Excerpted records below:

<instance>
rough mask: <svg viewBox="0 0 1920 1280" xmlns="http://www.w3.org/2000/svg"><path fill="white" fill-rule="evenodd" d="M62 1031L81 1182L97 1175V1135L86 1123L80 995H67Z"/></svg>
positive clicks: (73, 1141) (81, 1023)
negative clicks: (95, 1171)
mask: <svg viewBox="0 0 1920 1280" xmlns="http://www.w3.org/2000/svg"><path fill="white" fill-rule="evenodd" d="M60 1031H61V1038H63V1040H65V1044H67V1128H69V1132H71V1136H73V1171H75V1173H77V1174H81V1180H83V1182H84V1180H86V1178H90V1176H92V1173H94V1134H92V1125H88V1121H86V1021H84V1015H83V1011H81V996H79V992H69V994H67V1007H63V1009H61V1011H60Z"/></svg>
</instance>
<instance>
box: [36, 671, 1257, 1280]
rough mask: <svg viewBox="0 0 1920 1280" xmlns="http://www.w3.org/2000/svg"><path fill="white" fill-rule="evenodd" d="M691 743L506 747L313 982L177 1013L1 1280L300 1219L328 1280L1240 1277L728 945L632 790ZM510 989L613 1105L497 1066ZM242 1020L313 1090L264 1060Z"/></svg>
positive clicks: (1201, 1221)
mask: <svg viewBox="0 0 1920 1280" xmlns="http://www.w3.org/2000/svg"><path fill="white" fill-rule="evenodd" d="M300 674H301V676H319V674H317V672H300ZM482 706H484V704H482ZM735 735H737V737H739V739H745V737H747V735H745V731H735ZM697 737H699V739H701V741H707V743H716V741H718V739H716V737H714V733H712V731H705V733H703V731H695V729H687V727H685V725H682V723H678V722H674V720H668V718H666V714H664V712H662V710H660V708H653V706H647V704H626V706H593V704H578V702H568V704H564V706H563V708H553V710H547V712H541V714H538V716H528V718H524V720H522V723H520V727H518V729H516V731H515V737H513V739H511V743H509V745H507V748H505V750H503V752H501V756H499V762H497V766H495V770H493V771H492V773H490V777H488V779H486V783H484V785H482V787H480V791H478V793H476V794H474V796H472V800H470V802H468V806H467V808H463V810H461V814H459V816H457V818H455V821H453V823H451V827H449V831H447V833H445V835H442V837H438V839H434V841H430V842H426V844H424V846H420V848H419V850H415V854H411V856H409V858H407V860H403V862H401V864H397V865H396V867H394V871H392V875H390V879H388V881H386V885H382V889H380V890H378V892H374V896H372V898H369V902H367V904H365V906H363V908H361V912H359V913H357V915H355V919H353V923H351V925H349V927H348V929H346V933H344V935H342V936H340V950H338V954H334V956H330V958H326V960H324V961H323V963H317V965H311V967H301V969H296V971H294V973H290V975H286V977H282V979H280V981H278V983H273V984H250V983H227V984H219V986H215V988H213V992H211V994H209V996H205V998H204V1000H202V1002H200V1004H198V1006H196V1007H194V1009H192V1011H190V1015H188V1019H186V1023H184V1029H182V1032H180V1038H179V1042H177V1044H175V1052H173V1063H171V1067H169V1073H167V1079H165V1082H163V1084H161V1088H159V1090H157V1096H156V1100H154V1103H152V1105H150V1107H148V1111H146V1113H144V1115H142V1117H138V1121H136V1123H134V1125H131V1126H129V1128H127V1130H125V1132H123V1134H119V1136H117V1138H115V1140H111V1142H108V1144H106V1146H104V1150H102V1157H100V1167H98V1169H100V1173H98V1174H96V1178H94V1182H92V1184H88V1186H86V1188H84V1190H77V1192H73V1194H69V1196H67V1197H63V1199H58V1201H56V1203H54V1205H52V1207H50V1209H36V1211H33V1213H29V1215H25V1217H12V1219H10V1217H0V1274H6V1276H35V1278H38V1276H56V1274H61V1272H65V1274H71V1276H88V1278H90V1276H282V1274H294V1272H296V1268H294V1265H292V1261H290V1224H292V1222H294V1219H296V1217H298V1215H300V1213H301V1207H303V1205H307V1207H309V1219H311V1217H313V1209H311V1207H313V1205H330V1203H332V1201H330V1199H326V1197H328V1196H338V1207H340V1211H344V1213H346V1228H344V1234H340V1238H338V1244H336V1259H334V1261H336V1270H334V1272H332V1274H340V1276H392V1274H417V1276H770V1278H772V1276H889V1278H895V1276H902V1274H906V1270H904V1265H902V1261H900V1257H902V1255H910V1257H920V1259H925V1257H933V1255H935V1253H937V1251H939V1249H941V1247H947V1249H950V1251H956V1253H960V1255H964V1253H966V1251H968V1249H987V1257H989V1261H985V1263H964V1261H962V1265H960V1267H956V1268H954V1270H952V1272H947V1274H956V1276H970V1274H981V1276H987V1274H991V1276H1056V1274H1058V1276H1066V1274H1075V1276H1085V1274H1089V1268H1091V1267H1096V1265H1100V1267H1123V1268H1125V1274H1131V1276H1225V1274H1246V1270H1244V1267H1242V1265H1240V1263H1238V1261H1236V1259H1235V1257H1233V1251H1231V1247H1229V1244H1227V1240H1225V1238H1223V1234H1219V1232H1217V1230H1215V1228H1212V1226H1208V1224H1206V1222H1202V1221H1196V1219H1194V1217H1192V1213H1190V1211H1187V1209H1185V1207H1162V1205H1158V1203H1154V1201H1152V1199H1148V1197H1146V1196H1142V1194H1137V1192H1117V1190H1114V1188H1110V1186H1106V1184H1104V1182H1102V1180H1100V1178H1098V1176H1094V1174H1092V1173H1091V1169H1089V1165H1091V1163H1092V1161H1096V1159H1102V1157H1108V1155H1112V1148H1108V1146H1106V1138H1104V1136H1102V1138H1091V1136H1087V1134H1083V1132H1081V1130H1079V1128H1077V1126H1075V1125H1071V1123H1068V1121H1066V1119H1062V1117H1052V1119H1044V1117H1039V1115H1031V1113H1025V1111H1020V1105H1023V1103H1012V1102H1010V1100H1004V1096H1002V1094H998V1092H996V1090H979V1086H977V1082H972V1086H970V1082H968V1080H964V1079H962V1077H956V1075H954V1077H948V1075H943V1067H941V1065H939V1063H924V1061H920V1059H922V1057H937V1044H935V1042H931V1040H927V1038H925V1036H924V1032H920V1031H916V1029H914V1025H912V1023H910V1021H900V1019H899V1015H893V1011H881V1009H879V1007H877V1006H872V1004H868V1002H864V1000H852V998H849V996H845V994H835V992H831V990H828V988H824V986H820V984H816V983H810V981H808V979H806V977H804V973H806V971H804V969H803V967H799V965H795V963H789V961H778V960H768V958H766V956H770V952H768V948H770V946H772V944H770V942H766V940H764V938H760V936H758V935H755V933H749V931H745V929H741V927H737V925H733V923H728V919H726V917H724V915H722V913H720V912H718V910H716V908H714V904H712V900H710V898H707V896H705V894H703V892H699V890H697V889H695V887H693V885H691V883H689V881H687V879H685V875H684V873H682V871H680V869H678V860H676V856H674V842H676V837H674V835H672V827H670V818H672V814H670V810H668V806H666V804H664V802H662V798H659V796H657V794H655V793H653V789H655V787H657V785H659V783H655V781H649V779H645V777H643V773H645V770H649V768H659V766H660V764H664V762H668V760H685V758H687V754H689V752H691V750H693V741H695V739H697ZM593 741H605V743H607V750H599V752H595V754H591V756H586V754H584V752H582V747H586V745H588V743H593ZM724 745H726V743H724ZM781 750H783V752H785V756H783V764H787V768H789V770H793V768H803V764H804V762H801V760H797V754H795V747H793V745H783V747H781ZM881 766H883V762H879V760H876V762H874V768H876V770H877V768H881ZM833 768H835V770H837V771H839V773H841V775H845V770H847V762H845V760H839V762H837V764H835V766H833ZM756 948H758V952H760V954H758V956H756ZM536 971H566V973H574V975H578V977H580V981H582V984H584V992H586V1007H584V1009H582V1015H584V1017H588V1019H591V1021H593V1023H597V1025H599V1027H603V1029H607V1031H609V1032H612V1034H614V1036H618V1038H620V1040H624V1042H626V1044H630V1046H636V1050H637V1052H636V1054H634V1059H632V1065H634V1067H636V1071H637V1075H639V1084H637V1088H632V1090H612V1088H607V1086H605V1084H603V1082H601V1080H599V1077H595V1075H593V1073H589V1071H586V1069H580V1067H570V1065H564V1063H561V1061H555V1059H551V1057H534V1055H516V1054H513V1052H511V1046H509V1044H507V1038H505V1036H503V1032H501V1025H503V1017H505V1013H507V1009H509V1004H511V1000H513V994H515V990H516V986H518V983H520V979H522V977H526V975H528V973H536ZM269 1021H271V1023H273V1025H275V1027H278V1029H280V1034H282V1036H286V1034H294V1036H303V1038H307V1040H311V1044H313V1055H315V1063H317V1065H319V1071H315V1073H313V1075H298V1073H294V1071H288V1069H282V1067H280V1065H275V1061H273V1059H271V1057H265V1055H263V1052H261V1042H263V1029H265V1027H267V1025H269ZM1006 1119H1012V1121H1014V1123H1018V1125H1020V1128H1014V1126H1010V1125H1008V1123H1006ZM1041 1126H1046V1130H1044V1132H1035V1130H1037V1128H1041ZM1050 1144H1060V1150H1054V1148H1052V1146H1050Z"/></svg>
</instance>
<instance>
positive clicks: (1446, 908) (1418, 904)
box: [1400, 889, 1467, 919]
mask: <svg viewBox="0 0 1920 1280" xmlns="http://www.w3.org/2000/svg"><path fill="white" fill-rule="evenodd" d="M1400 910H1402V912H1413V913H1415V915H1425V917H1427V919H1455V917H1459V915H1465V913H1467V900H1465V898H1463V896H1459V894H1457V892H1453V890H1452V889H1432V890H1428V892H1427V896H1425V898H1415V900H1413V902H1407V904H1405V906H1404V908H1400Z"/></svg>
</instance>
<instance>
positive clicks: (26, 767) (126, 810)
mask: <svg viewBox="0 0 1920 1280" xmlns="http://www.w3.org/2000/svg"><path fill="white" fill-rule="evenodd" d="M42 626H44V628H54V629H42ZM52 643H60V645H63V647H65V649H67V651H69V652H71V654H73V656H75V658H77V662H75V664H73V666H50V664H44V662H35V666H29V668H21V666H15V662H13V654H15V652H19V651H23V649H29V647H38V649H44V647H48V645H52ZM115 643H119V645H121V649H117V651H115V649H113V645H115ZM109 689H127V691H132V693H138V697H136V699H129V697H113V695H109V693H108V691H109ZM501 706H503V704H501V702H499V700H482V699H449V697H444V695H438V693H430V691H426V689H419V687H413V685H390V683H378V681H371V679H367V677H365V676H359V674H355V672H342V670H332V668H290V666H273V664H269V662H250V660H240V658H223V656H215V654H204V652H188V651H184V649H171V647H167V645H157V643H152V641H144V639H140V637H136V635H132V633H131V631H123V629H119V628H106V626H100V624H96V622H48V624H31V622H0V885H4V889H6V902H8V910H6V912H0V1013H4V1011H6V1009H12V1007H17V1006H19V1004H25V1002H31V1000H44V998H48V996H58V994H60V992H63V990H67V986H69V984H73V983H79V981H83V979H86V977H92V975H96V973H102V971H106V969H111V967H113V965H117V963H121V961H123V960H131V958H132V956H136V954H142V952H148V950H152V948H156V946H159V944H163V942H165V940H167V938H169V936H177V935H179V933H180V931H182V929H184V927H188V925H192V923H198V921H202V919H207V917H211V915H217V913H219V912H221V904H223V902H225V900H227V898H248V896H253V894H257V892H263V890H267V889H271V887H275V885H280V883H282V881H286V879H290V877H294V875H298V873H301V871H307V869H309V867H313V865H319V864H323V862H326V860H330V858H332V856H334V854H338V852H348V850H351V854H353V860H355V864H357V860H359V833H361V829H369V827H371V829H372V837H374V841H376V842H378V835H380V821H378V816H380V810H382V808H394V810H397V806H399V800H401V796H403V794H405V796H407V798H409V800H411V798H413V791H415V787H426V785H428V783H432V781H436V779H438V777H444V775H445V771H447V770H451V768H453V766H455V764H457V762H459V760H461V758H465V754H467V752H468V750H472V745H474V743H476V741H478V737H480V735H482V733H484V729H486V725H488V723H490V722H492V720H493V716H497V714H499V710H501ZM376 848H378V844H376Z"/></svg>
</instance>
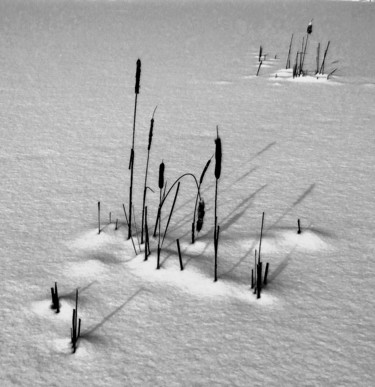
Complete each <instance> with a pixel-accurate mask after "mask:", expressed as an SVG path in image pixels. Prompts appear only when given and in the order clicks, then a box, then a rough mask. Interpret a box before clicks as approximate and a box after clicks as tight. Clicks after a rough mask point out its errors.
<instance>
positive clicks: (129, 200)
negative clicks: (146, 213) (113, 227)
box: [128, 59, 141, 239]
mask: <svg viewBox="0 0 375 387" xmlns="http://www.w3.org/2000/svg"><path fill="white" fill-rule="evenodd" d="M140 79H141V60H140V59H138V60H137V69H136V74H135V102H134V118H133V139H132V149H131V151H130V163H129V169H130V189H129V224H128V239H130V238H131V235H132V207H133V178H134V159H135V150H134V140H135V122H136V117H137V102H138V94H139V87H140Z"/></svg>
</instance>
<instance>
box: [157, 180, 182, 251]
mask: <svg viewBox="0 0 375 387" xmlns="http://www.w3.org/2000/svg"><path fill="white" fill-rule="evenodd" d="M179 189H180V182H178V184H177V189H176V194H175V196H174V199H173V204H172V207H171V211H170V212H169V216H168V221H167V226H166V227H165V231H164V236H163V240H162V242H161V245H160V248H162V247H163V243H164V239H165V236H166V235H167V231H168V226H169V222H170V221H171V218H172V213H173V209H174V206H175V204H176V200H177V195H178V191H179Z"/></svg>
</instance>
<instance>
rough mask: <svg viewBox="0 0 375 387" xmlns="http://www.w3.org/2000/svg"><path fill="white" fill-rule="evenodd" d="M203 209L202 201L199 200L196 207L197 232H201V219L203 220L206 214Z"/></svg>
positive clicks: (203, 202) (201, 222) (201, 227)
mask: <svg viewBox="0 0 375 387" xmlns="http://www.w3.org/2000/svg"><path fill="white" fill-rule="evenodd" d="M204 207H205V204H204V200H203V199H201V200H200V201H199V205H198V220H197V231H198V232H199V231H200V230H202V226H203V219H204V215H205V213H206V212H205V210H204Z"/></svg>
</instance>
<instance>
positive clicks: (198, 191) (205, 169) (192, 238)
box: [191, 156, 213, 243]
mask: <svg viewBox="0 0 375 387" xmlns="http://www.w3.org/2000/svg"><path fill="white" fill-rule="evenodd" d="M212 157H213V156H211V158H210V159H209V160H208V161H207V163H206V165H205V167H204V168H203V171H202V174H201V177H200V179H199V185H198V192H197V196H196V198H195V207H194V216H193V223H192V225H191V243H194V242H195V232H194V231H195V216H196V213H197V205H198V199H199V198H200V189H201V186H202V183H203V179H204V175H205V174H206V172H207V169H208V167H209V166H210V163H211V160H212ZM201 202H203V200H200V201H199V204H200V205H201ZM203 203H204V202H203ZM203 215H204V214H203ZM198 222H199V216H198V221H197V231H198V232H199V231H200V230H201V229H202V225H203V217H202V220H201V223H200V224H199V226H198Z"/></svg>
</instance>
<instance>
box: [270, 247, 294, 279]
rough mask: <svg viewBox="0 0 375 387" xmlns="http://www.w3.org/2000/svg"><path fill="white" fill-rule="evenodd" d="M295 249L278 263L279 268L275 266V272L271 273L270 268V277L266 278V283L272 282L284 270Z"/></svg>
mask: <svg viewBox="0 0 375 387" xmlns="http://www.w3.org/2000/svg"><path fill="white" fill-rule="evenodd" d="M295 249H296V248H295V247H294V248H293V249H292V250H291V251H290V252H289V253H288V255H287V256H286V257H285V258H284V259H283V260H282V261H281V262H280V263H279V266H277V268H276V269H275V270H273V271H272V268H271V270H270V276H269V277H268V282H272V281H274V280H275V279H276V278H277V277H278V276H279V275H280V274H281V273H282V272H283V271H284V269H285V268H286V267H287V266H288V264H289V260H290V258H291V255H292V254H293V252H294V250H295Z"/></svg>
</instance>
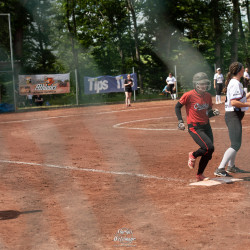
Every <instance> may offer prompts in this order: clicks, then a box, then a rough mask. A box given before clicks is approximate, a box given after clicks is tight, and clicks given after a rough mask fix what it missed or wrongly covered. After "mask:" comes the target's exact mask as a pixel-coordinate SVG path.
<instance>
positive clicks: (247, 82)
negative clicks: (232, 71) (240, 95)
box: [243, 68, 249, 94]
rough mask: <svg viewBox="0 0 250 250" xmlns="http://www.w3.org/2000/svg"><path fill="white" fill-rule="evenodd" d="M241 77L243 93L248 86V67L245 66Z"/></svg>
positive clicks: (246, 90)
mask: <svg viewBox="0 0 250 250" xmlns="http://www.w3.org/2000/svg"><path fill="white" fill-rule="evenodd" d="M243 78H244V79H243V87H244V91H245V93H246V94H247V88H248V84H249V74H248V68H245V71H244V75H243Z"/></svg>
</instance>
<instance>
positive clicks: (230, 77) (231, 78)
mask: <svg viewBox="0 0 250 250" xmlns="http://www.w3.org/2000/svg"><path fill="white" fill-rule="evenodd" d="M242 67H243V65H242V64H241V63H239V62H233V63H232V64H231V65H230V66H229V72H228V73H227V76H226V81H225V87H224V89H223V90H222V92H223V93H224V94H226V93H227V86H228V84H229V82H230V80H231V79H232V78H233V76H236V75H237V74H238V73H239V72H240V71H241V69H242Z"/></svg>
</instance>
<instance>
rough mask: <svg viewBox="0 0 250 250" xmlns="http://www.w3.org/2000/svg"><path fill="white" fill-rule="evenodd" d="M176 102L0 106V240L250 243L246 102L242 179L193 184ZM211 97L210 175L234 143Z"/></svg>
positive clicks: (47, 248) (208, 166) (188, 145)
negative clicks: (8, 108) (26, 111)
mask: <svg viewBox="0 0 250 250" xmlns="http://www.w3.org/2000/svg"><path fill="white" fill-rule="evenodd" d="M175 104H176V101H172V100H166V101H153V102H140V103H132V107H129V108H127V107H125V105H124V104H115V105H104V106H91V107H79V108H64V109H54V110H43V111H33V112H23V113H9V114H1V115H0V117H1V119H0V145H1V151H0V192H1V194H0V228H1V230H0V249H3V250H5V249H11V250H12V249H13V250H17V249H22V250H27V249H39V250H64V249H65V250H66V249H70V250H71V249H81V250H82V249H83V250H85V249H87V250H88V249H90V250H92V249H93V250H94V249H142V250H147V249H148V250H152V249H164V250H165V249H166V250H168V249H170V250H171V249H192V250H196V249H240V250H246V249H249V246H250V230H249V223H250V165H249V159H250V150H249V140H250V115H249V114H250V113H249V111H248V112H246V115H245V117H244V119H243V144H242V147H241V149H240V151H239V152H238V155H237V159H236V163H237V167H239V168H241V169H244V170H245V173H240V174H233V177H236V178H240V179H242V181H239V182H235V183H232V184H220V185H214V186H190V183H193V182H195V174H196V170H197V169H195V170H190V169H189V168H188V167H187V160H188V153H189V152H190V151H193V150H196V149H197V148H198V145H196V144H195V142H194V141H193V140H192V138H191V137H190V135H189V134H188V132H187V130H185V131H179V130H177V118H176V116H175V111H174V106H175ZM214 107H216V108H218V109H219V110H220V111H221V115H220V116H218V117H213V118H211V120H210V121H211V126H212V129H213V134H214V145H215V152H214V154H213V159H212V160H211V161H210V162H209V165H208V167H207V169H206V171H205V175H206V176H208V177H211V178H214V175H213V172H214V170H215V169H216V167H217V166H218V164H219V163H220V161H221V159H222V156H223V154H224V152H225V150H226V149H227V148H228V147H229V145H230V142H229V137H228V131H227V128H226V125H225V121H224V113H225V112H224V105H223V104H220V105H214ZM182 111H183V116H184V117H185V109H184V108H183V110H182ZM196 168H197V166H196Z"/></svg>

End of Excerpted records.

**What the exercise asks**
What is needed is an exact copy of the entries from their first line down to the line with "743L506 747L313 982L177", that line included, and nothing beyond it.

**Solution for this exercise**
<instance>
rough mask: <svg viewBox="0 0 1920 1280" xmlns="http://www.w3.org/2000/svg"><path fill="white" fill-rule="evenodd" d="M62 1031L81 1182L97 1175V1135L86 1123L80 995H67Z"/></svg>
positive clicks: (73, 1141) (81, 1023)
negative clicks: (95, 1171)
mask: <svg viewBox="0 0 1920 1280" xmlns="http://www.w3.org/2000/svg"><path fill="white" fill-rule="evenodd" d="M60 1031H61V1038H63V1040H65V1044H67V1128H69V1132H71V1136H73V1171H75V1173H77V1174H81V1180H83V1182H84V1180H86V1178H90V1176H92V1173H94V1134H92V1125H88V1121H86V1021H84V1015H83V1011H81V996H79V992H69V994H67V1007H63V1009H61V1011H60Z"/></svg>
</instance>
<instance>
box: [36, 671, 1257, 1280]
rough mask: <svg viewBox="0 0 1920 1280" xmlns="http://www.w3.org/2000/svg"><path fill="white" fill-rule="evenodd" d="M691 743L506 747L313 982L177 1013L1 1280L300 1219L328 1280L1240 1277L728 945L632 790ZM510 989L613 1105L497 1066ZM242 1020L313 1090L264 1060Z"/></svg>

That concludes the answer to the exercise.